%%
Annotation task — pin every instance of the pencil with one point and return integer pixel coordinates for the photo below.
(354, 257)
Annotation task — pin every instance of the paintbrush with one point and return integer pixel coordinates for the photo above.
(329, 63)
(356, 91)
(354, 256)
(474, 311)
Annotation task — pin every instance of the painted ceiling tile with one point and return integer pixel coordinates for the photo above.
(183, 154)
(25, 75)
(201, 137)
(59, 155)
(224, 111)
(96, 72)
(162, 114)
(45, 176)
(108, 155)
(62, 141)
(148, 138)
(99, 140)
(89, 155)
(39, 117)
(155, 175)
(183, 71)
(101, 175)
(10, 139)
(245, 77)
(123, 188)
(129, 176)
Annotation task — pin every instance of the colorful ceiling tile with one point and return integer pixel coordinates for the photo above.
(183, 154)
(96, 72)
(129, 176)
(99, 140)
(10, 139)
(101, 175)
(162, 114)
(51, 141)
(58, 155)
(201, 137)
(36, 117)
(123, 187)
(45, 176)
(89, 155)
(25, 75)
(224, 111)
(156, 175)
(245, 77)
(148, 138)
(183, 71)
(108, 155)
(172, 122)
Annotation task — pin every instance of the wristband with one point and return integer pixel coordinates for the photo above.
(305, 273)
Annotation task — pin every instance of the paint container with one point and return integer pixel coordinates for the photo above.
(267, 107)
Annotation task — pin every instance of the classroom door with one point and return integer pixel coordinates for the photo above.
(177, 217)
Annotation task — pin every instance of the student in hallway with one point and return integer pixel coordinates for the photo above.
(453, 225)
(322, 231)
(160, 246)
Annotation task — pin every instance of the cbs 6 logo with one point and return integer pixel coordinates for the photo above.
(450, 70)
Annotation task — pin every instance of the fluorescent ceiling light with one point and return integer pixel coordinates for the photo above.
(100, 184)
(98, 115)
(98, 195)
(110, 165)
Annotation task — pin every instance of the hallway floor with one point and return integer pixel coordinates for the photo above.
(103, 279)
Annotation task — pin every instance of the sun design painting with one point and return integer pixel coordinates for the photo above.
%%
Give again, word for word, every line from the one holding "Annotation task — pin every instance of the wristband" to the end of the data.

Annotation task — pin every instance of the wristband with one point and return integer pixel coordinates for the photo above.
(305, 273)
Annotation task — pin every instance of the paint container with one point and return integer pixel coordinates for the photo above.
(267, 107)
Annotation task — pin every instance of the classroom door with one point and return integer pixel coordinates for the photo above.
(177, 217)
Annotation task — pin every instance of the student in hallway with one point and return integer pixel coordinates for the photo above.
(453, 225)
(322, 231)
(160, 246)
Annotation task — pin every instance of the cbs 6 logo with one point and return integer pixel coordinates for the photo above.
(450, 70)
Annotation task — pin every instance of the fluorescent ceiling light with one point and return integer pixel coordinates for the photo above.
(100, 184)
(98, 115)
(98, 195)
(110, 165)
Annotation task — pin every instance of the hallway floor with one point and return integer pixel coordinates for the photo above.
(103, 279)
Annotation task — pin every instance of the sun design painting with one point and return integer pixel coordinates for the photo above.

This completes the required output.